→ Stated goal:
Gather every line of the listing below that contains the word "wall". Match case exactly.

→ Material provided:
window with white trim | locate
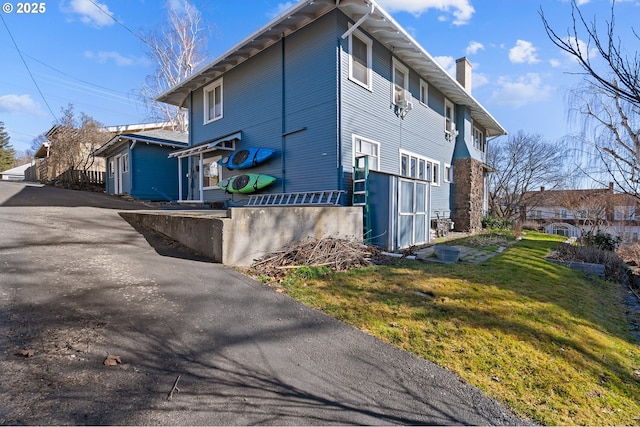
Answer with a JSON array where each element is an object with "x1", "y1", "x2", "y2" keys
[
  {"x1": 442, "y1": 163, "x2": 453, "y2": 182},
  {"x1": 349, "y1": 30, "x2": 373, "y2": 90},
  {"x1": 444, "y1": 98, "x2": 457, "y2": 142},
  {"x1": 473, "y1": 126, "x2": 487, "y2": 153},
  {"x1": 420, "y1": 80, "x2": 429, "y2": 107},
  {"x1": 202, "y1": 156, "x2": 224, "y2": 190},
  {"x1": 400, "y1": 150, "x2": 440, "y2": 185},
  {"x1": 391, "y1": 58, "x2": 410, "y2": 107},
  {"x1": 353, "y1": 135, "x2": 380, "y2": 171},
  {"x1": 204, "y1": 79, "x2": 222, "y2": 124}
]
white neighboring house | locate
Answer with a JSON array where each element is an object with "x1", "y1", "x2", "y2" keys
[
  {"x1": 523, "y1": 184, "x2": 640, "y2": 244},
  {"x1": 0, "y1": 161, "x2": 33, "y2": 181}
]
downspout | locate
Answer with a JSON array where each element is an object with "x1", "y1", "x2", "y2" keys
[
  {"x1": 280, "y1": 34, "x2": 287, "y2": 193},
  {"x1": 336, "y1": 34, "x2": 346, "y2": 199}
]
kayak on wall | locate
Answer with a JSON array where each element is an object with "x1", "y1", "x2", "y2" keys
[
  {"x1": 218, "y1": 173, "x2": 276, "y2": 194},
  {"x1": 218, "y1": 148, "x2": 276, "y2": 170}
]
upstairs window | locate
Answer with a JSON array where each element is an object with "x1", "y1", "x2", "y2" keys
[
  {"x1": 391, "y1": 58, "x2": 410, "y2": 107},
  {"x1": 353, "y1": 135, "x2": 380, "y2": 171},
  {"x1": 349, "y1": 30, "x2": 373, "y2": 90},
  {"x1": 400, "y1": 151, "x2": 440, "y2": 185},
  {"x1": 442, "y1": 163, "x2": 453, "y2": 182},
  {"x1": 444, "y1": 99, "x2": 458, "y2": 142},
  {"x1": 473, "y1": 126, "x2": 487, "y2": 153},
  {"x1": 420, "y1": 80, "x2": 429, "y2": 107},
  {"x1": 204, "y1": 79, "x2": 222, "y2": 124}
]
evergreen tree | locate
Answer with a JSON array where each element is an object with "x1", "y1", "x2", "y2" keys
[{"x1": 0, "y1": 122, "x2": 16, "y2": 171}]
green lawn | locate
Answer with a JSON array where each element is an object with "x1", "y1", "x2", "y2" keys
[{"x1": 255, "y1": 233, "x2": 640, "y2": 425}]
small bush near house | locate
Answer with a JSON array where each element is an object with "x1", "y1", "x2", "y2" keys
[
  {"x1": 482, "y1": 215, "x2": 513, "y2": 230},
  {"x1": 578, "y1": 231, "x2": 620, "y2": 252}
]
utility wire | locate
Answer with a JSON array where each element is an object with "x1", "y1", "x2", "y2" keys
[
  {"x1": 0, "y1": 14, "x2": 58, "y2": 121},
  {"x1": 89, "y1": 0, "x2": 155, "y2": 51}
]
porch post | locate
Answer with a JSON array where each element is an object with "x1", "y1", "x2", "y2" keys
[
  {"x1": 198, "y1": 153, "x2": 204, "y2": 202},
  {"x1": 178, "y1": 157, "x2": 182, "y2": 201}
]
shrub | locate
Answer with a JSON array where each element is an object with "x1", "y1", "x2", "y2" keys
[
  {"x1": 555, "y1": 243, "x2": 629, "y2": 283},
  {"x1": 578, "y1": 231, "x2": 620, "y2": 252},
  {"x1": 482, "y1": 215, "x2": 512, "y2": 230}
]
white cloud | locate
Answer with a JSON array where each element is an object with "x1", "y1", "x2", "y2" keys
[
  {"x1": 267, "y1": 1, "x2": 297, "y2": 19},
  {"x1": 378, "y1": 0, "x2": 475, "y2": 25},
  {"x1": 489, "y1": 73, "x2": 553, "y2": 108},
  {"x1": 509, "y1": 40, "x2": 540, "y2": 64},
  {"x1": 63, "y1": 0, "x2": 114, "y2": 28},
  {"x1": 84, "y1": 50, "x2": 148, "y2": 67},
  {"x1": 549, "y1": 59, "x2": 562, "y2": 68},
  {"x1": 433, "y1": 56, "x2": 456, "y2": 77},
  {"x1": 471, "y1": 73, "x2": 490, "y2": 90},
  {"x1": 466, "y1": 41, "x2": 484, "y2": 55},
  {"x1": 0, "y1": 94, "x2": 42, "y2": 114}
]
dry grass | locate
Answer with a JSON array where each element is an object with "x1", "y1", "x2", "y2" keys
[{"x1": 252, "y1": 233, "x2": 640, "y2": 425}]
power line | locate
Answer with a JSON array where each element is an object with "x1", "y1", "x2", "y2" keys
[
  {"x1": 0, "y1": 14, "x2": 58, "y2": 121},
  {"x1": 89, "y1": 0, "x2": 155, "y2": 50}
]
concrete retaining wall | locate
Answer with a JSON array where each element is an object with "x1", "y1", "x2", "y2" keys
[
  {"x1": 121, "y1": 206, "x2": 362, "y2": 266},
  {"x1": 545, "y1": 258, "x2": 605, "y2": 278}
]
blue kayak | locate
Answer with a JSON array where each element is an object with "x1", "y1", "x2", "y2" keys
[
  {"x1": 218, "y1": 173, "x2": 276, "y2": 194},
  {"x1": 218, "y1": 148, "x2": 276, "y2": 170}
]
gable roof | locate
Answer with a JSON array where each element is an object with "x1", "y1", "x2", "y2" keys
[
  {"x1": 0, "y1": 163, "x2": 33, "y2": 178},
  {"x1": 157, "y1": 0, "x2": 507, "y2": 136},
  {"x1": 94, "y1": 129, "x2": 189, "y2": 157}
]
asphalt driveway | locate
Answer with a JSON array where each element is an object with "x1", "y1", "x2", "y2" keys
[{"x1": 0, "y1": 182, "x2": 522, "y2": 425}]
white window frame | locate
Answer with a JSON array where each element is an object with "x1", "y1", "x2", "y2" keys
[
  {"x1": 349, "y1": 25, "x2": 373, "y2": 91},
  {"x1": 398, "y1": 150, "x2": 440, "y2": 187},
  {"x1": 420, "y1": 79, "x2": 429, "y2": 107},
  {"x1": 442, "y1": 163, "x2": 453, "y2": 183},
  {"x1": 202, "y1": 153, "x2": 225, "y2": 190},
  {"x1": 391, "y1": 58, "x2": 411, "y2": 107},
  {"x1": 203, "y1": 78, "x2": 224, "y2": 125},
  {"x1": 351, "y1": 134, "x2": 380, "y2": 171},
  {"x1": 444, "y1": 98, "x2": 456, "y2": 142},
  {"x1": 473, "y1": 126, "x2": 487, "y2": 153}
]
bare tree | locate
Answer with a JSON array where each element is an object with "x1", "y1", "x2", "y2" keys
[
  {"x1": 140, "y1": 0, "x2": 208, "y2": 132},
  {"x1": 540, "y1": 0, "x2": 640, "y2": 198},
  {"x1": 46, "y1": 104, "x2": 113, "y2": 184},
  {"x1": 487, "y1": 131, "x2": 565, "y2": 219}
]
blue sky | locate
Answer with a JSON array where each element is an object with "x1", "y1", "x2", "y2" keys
[{"x1": 0, "y1": 0, "x2": 640, "y2": 154}]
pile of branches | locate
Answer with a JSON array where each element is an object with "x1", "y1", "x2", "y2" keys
[{"x1": 251, "y1": 237, "x2": 378, "y2": 276}]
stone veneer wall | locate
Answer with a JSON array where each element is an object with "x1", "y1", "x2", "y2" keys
[{"x1": 452, "y1": 158, "x2": 484, "y2": 232}]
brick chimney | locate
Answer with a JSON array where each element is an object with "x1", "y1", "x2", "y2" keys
[{"x1": 456, "y1": 56, "x2": 471, "y2": 94}]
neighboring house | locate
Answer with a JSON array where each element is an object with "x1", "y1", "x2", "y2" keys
[
  {"x1": 158, "y1": 0, "x2": 506, "y2": 250},
  {"x1": 523, "y1": 184, "x2": 640, "y2": 243},
  {"x1": 0, "y1": 163, "x2": 31, "y2": 181},
  {"x1": 26, "y1": 122, "x2": 170, "y2": 184},
  {"x1": 95, "y1": 129, "x2": 188, "y2": 201}
]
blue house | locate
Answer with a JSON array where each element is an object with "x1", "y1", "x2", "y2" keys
[
  {"x1": 94, "y1": 129, "x2": 188, "y2": 201},
  {"x1": 158, "y1": 0, "x2": 506, "y2": 250}
]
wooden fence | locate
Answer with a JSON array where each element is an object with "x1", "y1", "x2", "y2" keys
[{"x1": 56, "y1": 169, "x2": 106, "y2": 185}]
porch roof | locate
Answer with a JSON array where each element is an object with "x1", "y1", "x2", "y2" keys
[
  {"x1": 157, "y1": 0, "x2": 507, "y2": 136},
  {"x1": 169, "y1": 132, "x2": 242, "y2": 158},
  {"x1": 94, "y1": 130, "x2": 189, "y2": 157}
]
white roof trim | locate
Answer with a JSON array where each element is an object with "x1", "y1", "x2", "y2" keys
[{"x1": 157, "y1": 0, "x2": 507, "y2": 136}]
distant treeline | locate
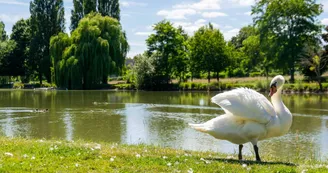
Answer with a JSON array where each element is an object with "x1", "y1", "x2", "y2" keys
[{"x1": 0, "y1": 0, "x2": 328, "y2": 89}]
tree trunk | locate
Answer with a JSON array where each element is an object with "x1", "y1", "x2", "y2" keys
[
  {"x1": 290, "y1": 65, "x2": 295, "y2": 83},
  {"x1": 39, "y1": 70, "x2": 42, "y2": 87},
  {"x1": 317, "y1": 76, "x2": 322, "y2": 92},
  {"x1": 102, "y1": 76, "x2": 108, "y2": 84},
  {"x1": 265, "y1": 67, "x2": 270, "y2": 89}
]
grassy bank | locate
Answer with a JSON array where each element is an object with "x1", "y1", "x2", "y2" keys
[{"x1": 0, "y1": 137, "x2": 328, "y2": 173}]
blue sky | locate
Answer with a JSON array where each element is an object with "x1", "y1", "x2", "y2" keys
[{"x1": 0, "y1": 0, "x2": 328, "y2": 57}]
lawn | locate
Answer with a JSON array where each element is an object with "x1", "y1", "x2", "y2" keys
[{"x1": 0, "y1": 137, "x2": 328, "y2": 173}]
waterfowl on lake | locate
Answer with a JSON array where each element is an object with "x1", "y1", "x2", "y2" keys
[{"x1": 189, "y1": 75, "x2": 292, "y2": 161}]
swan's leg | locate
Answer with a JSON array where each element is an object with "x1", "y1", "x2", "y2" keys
[
  {"x1": 254, "y1": 145, "x2": 261, "y2": 162},
  {"x1": 238, "y1": 145, "x2": 243, "y2": 160}
]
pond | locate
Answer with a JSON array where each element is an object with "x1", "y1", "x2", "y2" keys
[{"x1": 0, "y1": 90, "x2": 328, "y2": 161}]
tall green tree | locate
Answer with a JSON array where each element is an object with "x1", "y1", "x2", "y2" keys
[
  {"x1": 70, "y1": 0, "x2": 120, "y2": 31},
  {"x1": 10, "y1": 19, "x2": 31, "y2": 82},
  {"x1": 50, "y1": 13, "x2": 129, "y2": 89},
  {"x1": 252, "y1": 0, "x2": 322, "y2": 82},
  {"x1": 146, "y1": 20, "x2": 187, "y2": 84},
  {"x1": 28, "y1": 0, "x2": 65, "y2": 84},
  {"x1": 231, "y1": 25, "x2": 256, "y2": 49},
  {"x1": 0, "y1": 21, "x2": 8, "y2": 41},
  {"x1": 190, "y1": 24, "x2": 230, "y2": 82}
]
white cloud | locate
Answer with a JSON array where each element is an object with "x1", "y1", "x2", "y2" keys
[
  {"x1": 134, "y1": 32, "x2": 153, "y2": 36},
  {"x1": 129, "y1": 41, "x2": 145, "y2": 47},
  {"x1": 244, "y1": 11, "x2": 252, "y2": 16},
  {"x1": 321, "y1": 18, "x2": 328, "y2": 25},
  {"x1": 120, "y1": 1, "x2": 148, "y2": 7},
  {"x1": 202, "y1": 12, "x2": 228, "y2": 18},
  {"x1": 173, "y1": 19, "x2": 219, "y2": 35},
  {"x1": 157, "y1": 8, "x2": 196, "y2": 19},
  {"x1": 223, "y1": 28, "x2": 240, "y2": 41},
  {"x1": 173, "y1": 0, "x2": 221, "y2": 10},
  {"x1": 195, "y1": 19, "x2": 206, "y2": 25},
  {"x1": 223, "y1": 25, "x2": 233, "y2": 29},
  {"x1": 0, "y1": 0, "x2": 30, "y2": 6},
  {"x1": 321, "y1": 0, "x2": 328, "y2": 12},
  {"x1": 232, "y1": 0, "x2": 255, "y2": 6}
]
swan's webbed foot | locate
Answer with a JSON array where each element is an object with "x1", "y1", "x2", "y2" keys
[
  {"x1": 254, "y1": 145, "x2": 261, "y2": 162},
  {"x1": 238, "y1": 145, "x2": 243, "y2": 160}
]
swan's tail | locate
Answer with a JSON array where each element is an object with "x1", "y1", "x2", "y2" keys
[{"x1": 189, "y1": 123, "x2": 209, "y2": 133}]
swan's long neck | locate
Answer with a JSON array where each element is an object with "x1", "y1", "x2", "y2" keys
[{"x1": 271, "y1": 88, "x2": 292, "y2": 134}]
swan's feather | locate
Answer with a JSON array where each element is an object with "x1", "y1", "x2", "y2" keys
[{"x1": 211, "y1": 88, "x2": 276, "y2": 124}]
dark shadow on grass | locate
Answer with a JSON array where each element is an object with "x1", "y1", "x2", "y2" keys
[{"x1": 206, "y1": 158, "x2": 298, "y2": 166}]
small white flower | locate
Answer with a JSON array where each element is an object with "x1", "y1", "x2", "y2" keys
[
  {"x1": 5, "y1": 152, "x2": 14, "y2": 157},
  {"x1": 95, "y1": 144, "x2": 101, "y2": 150}
]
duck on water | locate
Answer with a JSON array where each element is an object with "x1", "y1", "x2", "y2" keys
[{"x1": 189, "y1": 75, "x2": 292, "y2": 162}]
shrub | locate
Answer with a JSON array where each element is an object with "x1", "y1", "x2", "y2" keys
[{"x1": 13, "y1": 82, "x2": 24, "y2": 89}]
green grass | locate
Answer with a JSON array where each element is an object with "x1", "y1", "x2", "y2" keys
[{"x1": 0, "y1": 137, "x2": 328, "y2": 173}]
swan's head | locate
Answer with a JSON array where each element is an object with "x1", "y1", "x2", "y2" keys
[{"x1": 269, "y1": 75, "x2": 285, "y2": 97}]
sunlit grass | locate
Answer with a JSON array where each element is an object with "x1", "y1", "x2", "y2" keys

→ Solution to this exercise:
kayak on wall | locate
concrete retaining wall | locate
stone veneer wall | locate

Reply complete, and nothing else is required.